▶ [Provided passage]:
Segment Open
Nevada’s Clark County School District has accelerated its plans to bring back international students and resume in-person learning, after an increase in the number of students’ suicides.
A total of 326,000 students are so far enrolled at Nevada’s Clark County School District, making it the fifth-largest district in the United States, Erudera College News reports. Since March last year, these students have been holding classes remotely.
Following the events, a school official told CNN that within nine months there have been 19 suicides marked in the district, whereas one year earlier, there were only nine suicide registered.
According to data, between March 16 and June 30, six students died by suicide, while a total of 12 students died only during July 1 and December 31.
However, there isn’t yet any official information that the cause of suicides is linked with remote learning.
In the meantime, earlier this month, there was one more death registered, the district official told CNN on Monday.
As a result, during a meeting held on January 14, 2021, the Clark County Board of Trustees voted unanimously to return students for face-to-face lessons.
Segment Closed
▶ [Supplied information]:
Segment Open
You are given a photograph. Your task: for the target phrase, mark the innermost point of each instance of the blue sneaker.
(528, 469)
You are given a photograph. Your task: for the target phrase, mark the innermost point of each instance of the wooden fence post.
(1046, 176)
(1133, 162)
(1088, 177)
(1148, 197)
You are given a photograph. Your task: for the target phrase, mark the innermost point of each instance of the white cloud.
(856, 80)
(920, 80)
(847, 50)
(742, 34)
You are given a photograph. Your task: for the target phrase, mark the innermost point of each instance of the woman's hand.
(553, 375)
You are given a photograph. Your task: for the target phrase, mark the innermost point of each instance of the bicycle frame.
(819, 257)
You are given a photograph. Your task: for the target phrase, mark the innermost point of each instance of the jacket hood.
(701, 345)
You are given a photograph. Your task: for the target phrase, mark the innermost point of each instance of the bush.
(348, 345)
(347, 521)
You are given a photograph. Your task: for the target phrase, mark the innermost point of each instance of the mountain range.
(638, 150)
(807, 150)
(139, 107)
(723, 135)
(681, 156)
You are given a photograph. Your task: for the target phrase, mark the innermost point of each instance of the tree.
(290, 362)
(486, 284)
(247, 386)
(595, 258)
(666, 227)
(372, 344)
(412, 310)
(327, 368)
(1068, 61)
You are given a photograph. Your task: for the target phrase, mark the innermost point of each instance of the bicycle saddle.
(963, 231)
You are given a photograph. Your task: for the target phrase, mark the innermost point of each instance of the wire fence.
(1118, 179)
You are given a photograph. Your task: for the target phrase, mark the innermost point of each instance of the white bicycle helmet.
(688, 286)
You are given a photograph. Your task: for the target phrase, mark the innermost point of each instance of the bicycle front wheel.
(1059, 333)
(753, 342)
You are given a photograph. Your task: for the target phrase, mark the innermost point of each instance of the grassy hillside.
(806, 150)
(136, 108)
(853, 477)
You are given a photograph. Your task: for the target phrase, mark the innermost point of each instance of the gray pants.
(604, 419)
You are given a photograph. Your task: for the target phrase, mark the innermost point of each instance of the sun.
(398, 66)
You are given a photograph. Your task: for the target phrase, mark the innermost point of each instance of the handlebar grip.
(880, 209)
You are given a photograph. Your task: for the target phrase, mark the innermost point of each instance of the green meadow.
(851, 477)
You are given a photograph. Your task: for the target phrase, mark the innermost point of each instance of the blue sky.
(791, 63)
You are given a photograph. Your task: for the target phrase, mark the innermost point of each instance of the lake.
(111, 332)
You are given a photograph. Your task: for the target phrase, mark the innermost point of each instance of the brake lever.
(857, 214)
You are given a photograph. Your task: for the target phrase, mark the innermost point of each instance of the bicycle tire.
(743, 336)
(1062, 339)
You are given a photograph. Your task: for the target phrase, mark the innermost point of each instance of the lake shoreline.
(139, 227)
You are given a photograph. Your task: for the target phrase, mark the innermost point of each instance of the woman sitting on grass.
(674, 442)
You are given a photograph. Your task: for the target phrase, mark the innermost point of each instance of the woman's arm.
Segment Closed
▶ [Exercise tasks]:
1 – According to the Clark County School District article, how many students are enrolled in the district?
2 – Retype the passage of the Clark County School District article starting with "In the meantime, earlier" and going on through "for face-to-face lessons.".
The listing plays no part in the work that follows.

▶ [Solutions in order]:
1 – 326,000 students

2 –
In the meantime, earlier this month, there was one more death registered, the district official told CNN on Monday.
As a result, during a meeting held on January 14, 2021, the Clark County Board of Trustees voted unanimously to return students for face-to-face lessons.